## Your objective:
Reproduce every line of the listing in the stretch from the line containing "Place one marker on each instance of the concrete pool" through the end of the listing, both ends included, with the requests kept as they are. Multiply each coordinate value in the answers by 1.6 and round to the nearest whole number, with halves rounded up.
[Start]
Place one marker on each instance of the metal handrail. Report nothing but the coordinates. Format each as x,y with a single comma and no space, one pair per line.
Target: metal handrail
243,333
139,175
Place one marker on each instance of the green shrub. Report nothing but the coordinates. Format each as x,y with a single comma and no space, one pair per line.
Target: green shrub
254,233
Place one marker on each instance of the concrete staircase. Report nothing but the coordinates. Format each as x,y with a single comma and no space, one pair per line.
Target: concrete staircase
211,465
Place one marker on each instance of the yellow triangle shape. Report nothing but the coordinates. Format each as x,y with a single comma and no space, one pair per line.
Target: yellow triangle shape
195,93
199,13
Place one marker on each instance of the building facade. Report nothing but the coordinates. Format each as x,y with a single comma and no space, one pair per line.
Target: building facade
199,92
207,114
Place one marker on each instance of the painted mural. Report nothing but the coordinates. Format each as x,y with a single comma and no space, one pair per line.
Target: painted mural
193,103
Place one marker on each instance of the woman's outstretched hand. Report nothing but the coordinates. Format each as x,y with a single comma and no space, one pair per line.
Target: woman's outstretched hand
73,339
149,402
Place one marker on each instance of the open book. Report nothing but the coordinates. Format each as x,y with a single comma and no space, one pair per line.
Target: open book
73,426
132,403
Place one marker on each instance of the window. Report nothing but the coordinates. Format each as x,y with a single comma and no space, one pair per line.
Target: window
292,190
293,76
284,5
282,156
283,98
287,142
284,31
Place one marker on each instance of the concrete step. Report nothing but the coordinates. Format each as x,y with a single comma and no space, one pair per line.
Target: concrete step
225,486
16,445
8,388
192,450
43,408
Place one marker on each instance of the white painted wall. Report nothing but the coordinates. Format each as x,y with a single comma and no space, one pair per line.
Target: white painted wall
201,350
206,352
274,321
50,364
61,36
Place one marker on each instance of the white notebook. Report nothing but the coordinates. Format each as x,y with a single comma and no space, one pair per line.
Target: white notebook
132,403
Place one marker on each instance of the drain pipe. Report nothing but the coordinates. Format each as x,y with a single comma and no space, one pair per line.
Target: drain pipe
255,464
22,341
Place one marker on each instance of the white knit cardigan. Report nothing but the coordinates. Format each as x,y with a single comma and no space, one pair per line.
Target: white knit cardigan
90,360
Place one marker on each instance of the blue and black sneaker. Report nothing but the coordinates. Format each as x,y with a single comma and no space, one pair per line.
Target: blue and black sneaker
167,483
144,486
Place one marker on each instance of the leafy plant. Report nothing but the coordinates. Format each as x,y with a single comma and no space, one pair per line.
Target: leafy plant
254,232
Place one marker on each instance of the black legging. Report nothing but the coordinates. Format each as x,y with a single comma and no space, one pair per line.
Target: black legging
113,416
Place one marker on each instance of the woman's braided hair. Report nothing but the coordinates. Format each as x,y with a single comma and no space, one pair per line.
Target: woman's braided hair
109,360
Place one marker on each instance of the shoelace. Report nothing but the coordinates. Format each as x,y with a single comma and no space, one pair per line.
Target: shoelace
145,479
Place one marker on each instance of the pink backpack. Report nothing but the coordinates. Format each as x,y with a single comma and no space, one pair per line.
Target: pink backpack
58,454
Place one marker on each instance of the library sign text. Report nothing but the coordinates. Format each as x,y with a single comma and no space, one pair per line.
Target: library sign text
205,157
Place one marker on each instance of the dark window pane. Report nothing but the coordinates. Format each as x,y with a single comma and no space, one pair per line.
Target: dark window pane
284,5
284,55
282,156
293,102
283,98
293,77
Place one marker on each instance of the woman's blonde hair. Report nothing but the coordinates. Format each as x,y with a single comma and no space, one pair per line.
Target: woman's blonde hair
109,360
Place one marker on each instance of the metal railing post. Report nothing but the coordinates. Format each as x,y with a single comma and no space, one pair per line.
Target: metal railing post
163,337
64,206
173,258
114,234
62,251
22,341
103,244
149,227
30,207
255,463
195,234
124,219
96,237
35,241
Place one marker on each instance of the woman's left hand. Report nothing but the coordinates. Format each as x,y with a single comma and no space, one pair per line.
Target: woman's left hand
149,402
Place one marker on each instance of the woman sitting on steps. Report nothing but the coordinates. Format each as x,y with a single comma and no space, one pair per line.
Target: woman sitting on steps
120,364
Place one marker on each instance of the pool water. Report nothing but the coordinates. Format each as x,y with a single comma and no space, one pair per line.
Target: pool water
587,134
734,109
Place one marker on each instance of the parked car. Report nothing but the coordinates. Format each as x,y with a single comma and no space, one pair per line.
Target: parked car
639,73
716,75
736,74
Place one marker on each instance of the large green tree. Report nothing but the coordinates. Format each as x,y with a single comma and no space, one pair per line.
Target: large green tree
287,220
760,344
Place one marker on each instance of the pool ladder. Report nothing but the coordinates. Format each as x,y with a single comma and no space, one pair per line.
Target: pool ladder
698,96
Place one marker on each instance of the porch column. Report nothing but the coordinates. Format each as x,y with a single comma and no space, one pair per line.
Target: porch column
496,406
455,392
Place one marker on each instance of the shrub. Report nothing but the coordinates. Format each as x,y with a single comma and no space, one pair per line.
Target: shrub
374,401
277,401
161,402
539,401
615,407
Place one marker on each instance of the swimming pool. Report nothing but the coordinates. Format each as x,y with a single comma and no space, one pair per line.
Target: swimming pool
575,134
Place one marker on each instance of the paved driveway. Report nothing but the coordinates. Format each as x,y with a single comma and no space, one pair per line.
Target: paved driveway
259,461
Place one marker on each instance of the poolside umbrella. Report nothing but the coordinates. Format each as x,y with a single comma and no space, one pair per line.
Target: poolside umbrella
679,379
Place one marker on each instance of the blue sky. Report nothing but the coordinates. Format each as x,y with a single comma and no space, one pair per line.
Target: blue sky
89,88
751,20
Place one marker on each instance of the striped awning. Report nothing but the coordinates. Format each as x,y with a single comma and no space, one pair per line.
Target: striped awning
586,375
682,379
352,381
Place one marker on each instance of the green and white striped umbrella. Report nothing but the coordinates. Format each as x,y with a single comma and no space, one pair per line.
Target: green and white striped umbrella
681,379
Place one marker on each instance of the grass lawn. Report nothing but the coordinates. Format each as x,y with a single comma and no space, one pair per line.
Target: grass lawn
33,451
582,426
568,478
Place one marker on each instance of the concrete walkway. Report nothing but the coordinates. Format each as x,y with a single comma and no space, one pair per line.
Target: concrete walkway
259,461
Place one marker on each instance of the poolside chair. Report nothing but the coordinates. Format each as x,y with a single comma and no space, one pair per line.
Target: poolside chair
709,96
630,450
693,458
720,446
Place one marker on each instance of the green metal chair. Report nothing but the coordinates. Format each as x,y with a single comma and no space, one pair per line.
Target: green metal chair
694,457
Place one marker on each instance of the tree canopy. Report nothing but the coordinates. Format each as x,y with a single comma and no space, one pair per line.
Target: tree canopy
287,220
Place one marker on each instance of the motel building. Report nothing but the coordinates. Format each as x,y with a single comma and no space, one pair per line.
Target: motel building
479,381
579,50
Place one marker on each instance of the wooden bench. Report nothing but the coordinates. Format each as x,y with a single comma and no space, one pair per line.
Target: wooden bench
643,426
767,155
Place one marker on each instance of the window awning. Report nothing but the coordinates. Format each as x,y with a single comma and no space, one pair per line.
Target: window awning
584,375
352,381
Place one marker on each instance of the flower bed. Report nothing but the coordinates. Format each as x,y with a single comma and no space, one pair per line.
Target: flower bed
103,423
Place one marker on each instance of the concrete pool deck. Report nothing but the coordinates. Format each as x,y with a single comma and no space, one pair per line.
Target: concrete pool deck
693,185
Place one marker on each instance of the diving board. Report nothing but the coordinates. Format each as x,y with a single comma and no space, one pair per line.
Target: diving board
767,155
[End]
## Output of the exercise:
Place one marker on each instance of the concrete pool deck. Report nothing but the coordinates. Format each as x,y with a single comma and no space, one pair per line.
Target: concrete pool deck
1109,296
Place one marker on each instance of the diving board. Report nothing but the coordinates. Format each as x,y with a single comma and no space, one pair per line.
Target: diving board
1227,248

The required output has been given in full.